**** Data shown
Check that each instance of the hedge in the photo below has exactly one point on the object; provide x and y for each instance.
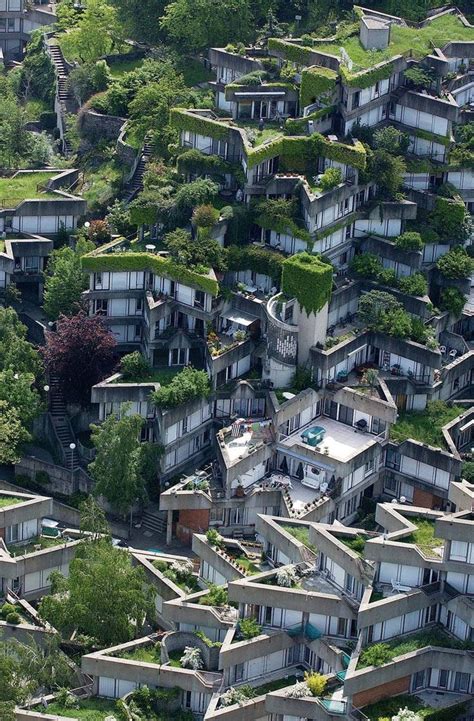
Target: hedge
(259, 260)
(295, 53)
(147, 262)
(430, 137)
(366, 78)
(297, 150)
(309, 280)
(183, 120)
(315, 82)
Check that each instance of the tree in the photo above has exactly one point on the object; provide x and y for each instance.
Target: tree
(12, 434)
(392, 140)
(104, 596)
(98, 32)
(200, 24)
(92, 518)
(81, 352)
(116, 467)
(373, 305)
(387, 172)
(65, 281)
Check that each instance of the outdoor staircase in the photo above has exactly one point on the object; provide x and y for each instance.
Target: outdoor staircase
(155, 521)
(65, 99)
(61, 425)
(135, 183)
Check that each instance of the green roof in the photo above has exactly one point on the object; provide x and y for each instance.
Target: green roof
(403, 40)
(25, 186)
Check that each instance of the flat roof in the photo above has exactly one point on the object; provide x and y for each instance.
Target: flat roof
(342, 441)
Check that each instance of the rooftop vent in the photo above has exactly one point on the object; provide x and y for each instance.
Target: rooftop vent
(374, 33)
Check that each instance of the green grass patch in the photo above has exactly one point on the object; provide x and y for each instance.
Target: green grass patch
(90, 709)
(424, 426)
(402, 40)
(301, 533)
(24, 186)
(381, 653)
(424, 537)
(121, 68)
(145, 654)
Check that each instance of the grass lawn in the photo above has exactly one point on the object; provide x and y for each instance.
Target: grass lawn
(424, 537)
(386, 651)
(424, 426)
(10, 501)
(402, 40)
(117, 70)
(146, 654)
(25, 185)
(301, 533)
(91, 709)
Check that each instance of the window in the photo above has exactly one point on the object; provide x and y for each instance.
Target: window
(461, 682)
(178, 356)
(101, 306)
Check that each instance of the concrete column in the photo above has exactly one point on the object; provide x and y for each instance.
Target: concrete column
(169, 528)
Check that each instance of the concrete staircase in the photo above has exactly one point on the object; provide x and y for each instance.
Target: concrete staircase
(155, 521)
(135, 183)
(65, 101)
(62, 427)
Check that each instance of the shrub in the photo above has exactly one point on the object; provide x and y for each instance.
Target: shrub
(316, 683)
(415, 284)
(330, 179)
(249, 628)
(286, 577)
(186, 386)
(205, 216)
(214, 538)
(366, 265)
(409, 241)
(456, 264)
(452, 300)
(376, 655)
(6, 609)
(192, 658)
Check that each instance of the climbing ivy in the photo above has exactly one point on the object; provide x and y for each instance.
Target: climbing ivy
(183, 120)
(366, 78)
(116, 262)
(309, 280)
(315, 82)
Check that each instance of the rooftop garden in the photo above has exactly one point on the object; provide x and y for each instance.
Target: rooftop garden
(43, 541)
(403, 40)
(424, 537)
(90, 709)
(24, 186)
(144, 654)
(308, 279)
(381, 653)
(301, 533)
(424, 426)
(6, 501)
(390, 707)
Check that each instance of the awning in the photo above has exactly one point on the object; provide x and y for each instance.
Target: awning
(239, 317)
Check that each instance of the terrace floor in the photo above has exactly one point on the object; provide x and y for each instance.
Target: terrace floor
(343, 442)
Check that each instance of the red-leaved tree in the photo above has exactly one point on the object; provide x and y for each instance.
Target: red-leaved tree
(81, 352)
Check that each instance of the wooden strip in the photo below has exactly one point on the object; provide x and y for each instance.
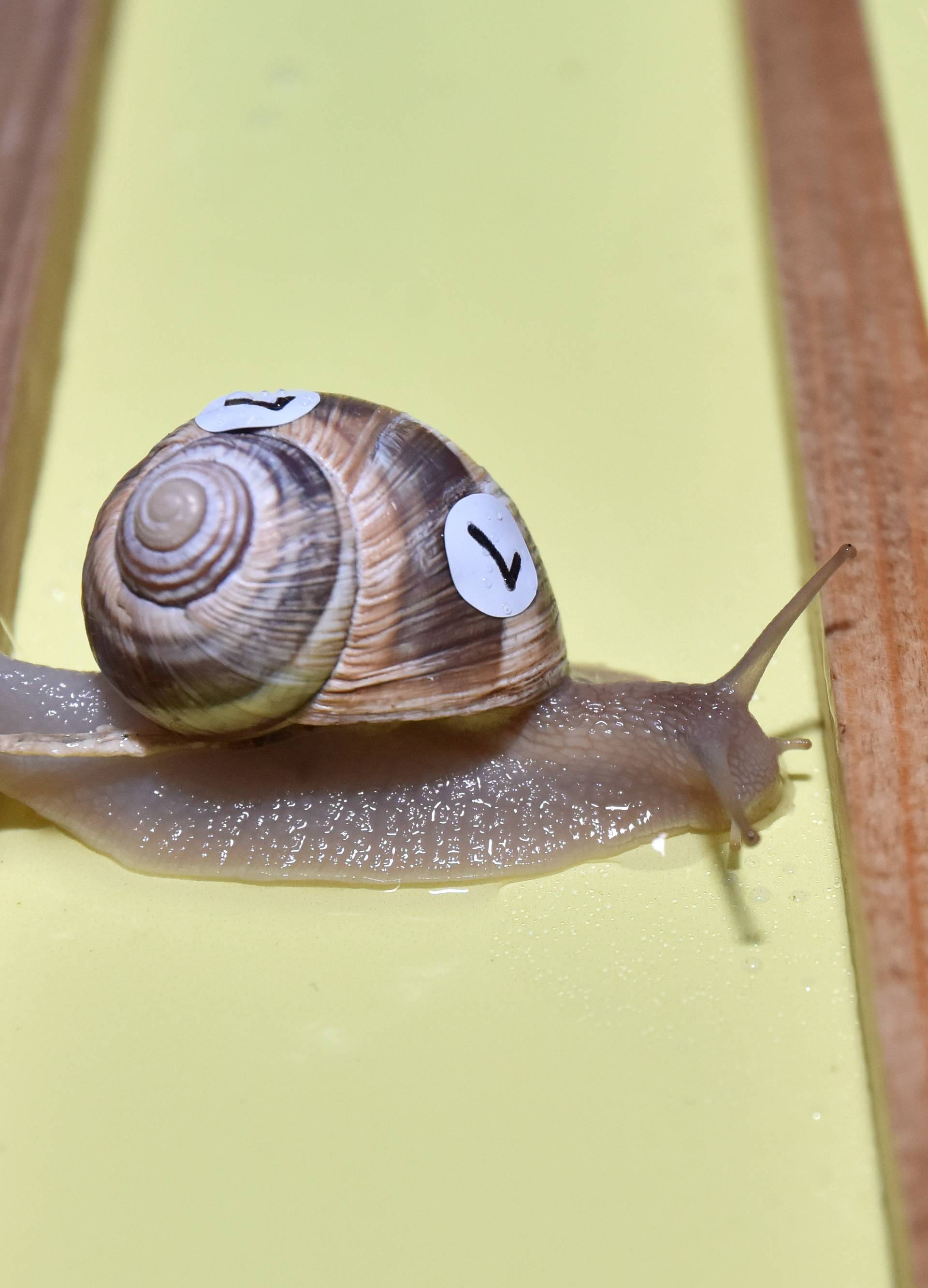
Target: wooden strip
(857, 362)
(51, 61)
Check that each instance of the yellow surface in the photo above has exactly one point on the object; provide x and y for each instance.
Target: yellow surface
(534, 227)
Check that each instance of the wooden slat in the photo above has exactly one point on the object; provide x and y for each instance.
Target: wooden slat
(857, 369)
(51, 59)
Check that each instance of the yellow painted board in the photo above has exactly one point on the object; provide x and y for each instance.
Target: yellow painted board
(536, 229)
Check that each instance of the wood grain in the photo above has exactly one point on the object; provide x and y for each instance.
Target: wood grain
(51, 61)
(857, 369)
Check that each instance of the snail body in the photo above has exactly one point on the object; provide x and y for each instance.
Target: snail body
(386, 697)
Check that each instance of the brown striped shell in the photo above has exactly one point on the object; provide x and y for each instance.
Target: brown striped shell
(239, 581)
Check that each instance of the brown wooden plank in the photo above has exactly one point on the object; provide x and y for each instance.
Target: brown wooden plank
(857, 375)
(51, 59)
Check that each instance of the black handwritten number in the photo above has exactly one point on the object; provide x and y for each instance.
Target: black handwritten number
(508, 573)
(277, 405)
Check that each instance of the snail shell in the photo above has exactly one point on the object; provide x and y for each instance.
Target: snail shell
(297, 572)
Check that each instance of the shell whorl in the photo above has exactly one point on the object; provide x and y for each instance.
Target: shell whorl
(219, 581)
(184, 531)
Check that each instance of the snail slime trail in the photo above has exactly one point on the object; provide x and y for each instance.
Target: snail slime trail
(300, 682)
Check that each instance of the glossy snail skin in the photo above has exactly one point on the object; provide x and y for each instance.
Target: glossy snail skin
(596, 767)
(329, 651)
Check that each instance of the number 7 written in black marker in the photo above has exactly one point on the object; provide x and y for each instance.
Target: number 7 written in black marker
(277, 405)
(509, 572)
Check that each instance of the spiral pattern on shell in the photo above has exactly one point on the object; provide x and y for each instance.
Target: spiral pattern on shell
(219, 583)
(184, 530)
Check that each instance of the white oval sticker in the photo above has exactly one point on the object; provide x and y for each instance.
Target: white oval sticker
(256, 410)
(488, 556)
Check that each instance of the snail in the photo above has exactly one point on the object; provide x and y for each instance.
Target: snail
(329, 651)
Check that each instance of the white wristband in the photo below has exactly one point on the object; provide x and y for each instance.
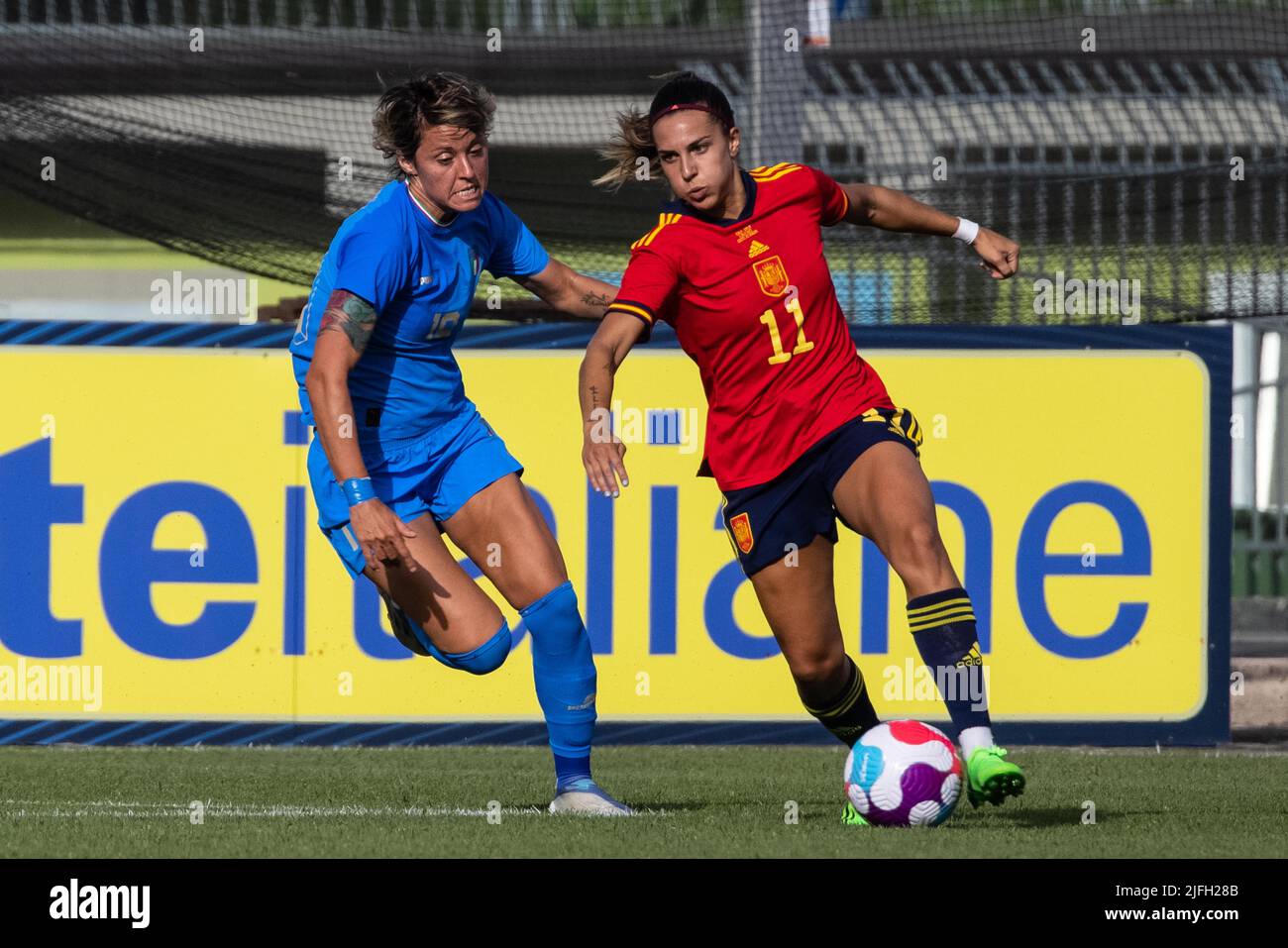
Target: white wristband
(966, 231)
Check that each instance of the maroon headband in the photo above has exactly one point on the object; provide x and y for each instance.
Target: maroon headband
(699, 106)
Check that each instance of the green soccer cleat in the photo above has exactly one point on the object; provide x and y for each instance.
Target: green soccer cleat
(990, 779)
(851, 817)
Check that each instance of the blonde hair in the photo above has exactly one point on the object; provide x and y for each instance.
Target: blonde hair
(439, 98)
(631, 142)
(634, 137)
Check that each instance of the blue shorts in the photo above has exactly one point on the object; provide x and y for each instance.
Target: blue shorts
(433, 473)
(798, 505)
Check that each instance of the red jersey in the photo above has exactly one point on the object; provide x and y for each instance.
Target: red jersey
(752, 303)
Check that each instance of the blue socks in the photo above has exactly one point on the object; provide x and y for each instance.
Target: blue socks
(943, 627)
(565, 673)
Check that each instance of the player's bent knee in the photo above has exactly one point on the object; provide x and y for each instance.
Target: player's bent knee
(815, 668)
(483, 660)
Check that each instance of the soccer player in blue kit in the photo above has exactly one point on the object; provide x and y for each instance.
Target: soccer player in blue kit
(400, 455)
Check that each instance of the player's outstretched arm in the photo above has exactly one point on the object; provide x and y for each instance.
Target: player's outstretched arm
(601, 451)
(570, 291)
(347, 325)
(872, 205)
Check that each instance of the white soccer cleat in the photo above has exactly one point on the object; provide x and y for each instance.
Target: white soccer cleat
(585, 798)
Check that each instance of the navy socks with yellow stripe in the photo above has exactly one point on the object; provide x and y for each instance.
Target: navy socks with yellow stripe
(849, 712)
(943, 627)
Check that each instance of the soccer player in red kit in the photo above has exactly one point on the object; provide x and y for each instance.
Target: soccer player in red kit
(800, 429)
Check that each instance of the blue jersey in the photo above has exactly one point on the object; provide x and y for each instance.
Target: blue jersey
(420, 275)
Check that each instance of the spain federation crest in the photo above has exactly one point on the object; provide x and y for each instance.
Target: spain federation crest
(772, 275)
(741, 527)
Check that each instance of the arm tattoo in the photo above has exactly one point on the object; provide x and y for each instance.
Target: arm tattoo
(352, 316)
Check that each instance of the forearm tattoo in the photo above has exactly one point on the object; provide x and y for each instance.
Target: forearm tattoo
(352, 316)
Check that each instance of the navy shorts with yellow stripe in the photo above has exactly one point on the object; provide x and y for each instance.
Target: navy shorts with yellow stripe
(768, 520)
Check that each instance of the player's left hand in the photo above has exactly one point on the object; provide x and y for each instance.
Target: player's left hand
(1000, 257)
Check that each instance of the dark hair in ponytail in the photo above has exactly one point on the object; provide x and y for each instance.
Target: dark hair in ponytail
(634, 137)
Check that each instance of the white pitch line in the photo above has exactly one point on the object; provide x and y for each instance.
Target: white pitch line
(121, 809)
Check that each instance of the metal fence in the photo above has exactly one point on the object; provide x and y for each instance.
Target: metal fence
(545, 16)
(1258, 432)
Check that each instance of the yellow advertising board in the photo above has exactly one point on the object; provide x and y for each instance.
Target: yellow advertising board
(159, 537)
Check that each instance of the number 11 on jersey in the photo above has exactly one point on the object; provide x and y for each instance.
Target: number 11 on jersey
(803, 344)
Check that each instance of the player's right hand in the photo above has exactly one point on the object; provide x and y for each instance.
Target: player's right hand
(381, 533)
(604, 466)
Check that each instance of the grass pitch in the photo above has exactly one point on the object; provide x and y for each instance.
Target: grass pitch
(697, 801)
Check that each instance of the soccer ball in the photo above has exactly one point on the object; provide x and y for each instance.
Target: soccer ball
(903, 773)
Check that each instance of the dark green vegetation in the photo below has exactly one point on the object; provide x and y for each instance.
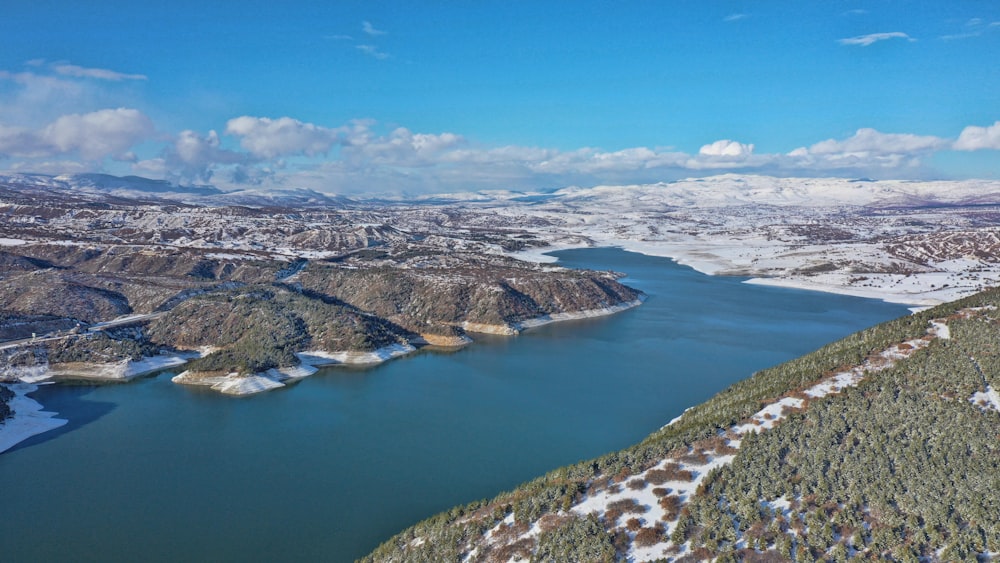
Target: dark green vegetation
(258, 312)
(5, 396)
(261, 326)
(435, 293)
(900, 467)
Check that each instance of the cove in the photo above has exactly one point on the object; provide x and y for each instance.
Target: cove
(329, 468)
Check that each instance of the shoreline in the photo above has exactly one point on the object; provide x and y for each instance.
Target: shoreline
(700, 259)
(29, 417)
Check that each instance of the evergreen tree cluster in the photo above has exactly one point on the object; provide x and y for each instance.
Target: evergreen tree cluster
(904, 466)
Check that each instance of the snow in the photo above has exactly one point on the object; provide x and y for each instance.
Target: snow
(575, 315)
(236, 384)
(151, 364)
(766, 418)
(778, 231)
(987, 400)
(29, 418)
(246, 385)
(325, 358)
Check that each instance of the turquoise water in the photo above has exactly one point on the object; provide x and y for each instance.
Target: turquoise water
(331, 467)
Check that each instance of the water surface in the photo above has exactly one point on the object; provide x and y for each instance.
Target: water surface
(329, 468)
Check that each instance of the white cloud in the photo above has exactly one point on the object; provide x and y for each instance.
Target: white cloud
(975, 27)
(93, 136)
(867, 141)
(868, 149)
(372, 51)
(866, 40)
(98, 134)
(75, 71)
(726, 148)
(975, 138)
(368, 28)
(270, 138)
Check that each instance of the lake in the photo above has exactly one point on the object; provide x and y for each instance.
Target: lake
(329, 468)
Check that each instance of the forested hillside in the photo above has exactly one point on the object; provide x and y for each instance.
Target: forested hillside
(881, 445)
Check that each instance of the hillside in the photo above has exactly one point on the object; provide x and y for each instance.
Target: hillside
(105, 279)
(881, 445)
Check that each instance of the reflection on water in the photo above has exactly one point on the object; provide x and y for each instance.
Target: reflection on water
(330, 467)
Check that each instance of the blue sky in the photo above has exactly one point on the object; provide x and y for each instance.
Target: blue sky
********
Task to complete: Write out every line of the data from the line with "Check that each instance of the hillside" up to and including the last line. Shift each coordinate in the answers by adding -71 to it.

Correct output:
Check that each instance of the hillside in the photo above has exactly one point on the object; provide x and y for each instance.
Target: hillside
(34, 208)
(810, 374)
Check that each instance of the reflection on water in the photo above has exactly one point on the object; provide x and y for each instance.
Target: reflection on water
(259, 396)
Check that each instance of the blue sky in the photo above has exactly one point on the object; provide x and y for each instance.
Target: blue sky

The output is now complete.